Stated problem:
Rewrite the records between the lines holding "lake and produce a box around each." and "[0,136,536,358]", inclusive, replacing "lake" with "pond" and leaving everything else unchanged.

Entries provided:
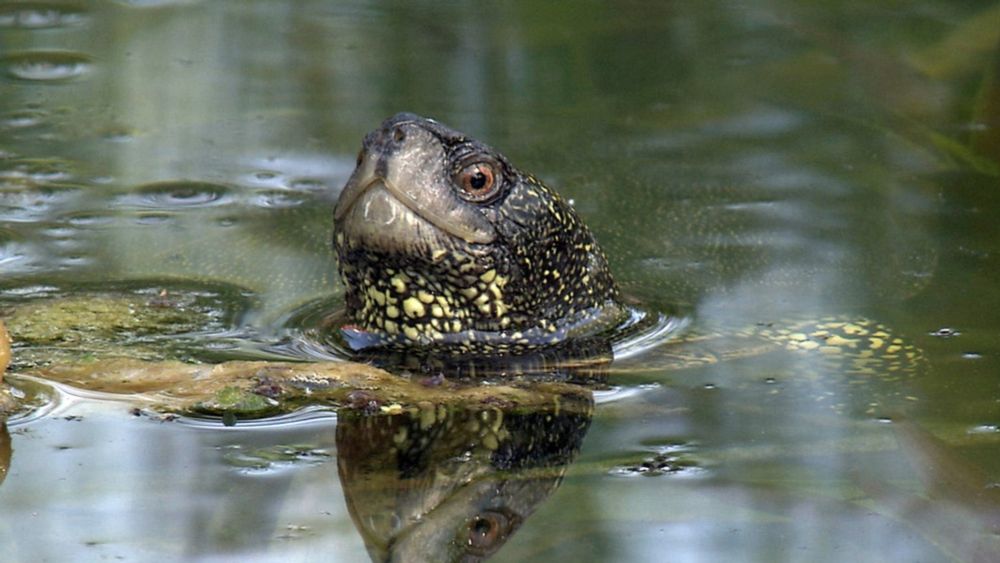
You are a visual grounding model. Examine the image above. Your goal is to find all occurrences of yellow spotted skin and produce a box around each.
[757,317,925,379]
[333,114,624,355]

...

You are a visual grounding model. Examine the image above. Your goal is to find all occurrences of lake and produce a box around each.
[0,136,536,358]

...

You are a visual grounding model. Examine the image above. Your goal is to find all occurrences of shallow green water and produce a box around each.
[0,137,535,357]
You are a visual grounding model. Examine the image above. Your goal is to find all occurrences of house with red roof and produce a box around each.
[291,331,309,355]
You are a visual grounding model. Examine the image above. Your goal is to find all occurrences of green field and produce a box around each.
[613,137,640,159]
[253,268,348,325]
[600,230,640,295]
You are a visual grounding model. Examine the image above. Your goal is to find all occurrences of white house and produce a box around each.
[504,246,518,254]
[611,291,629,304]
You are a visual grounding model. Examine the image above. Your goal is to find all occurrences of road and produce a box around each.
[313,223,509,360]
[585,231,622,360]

Exercise solution:
You are a visual grounding model. Examine the image above. Your goal is to find all occurrences of pond and produce a box around each.
[0,136,536,358]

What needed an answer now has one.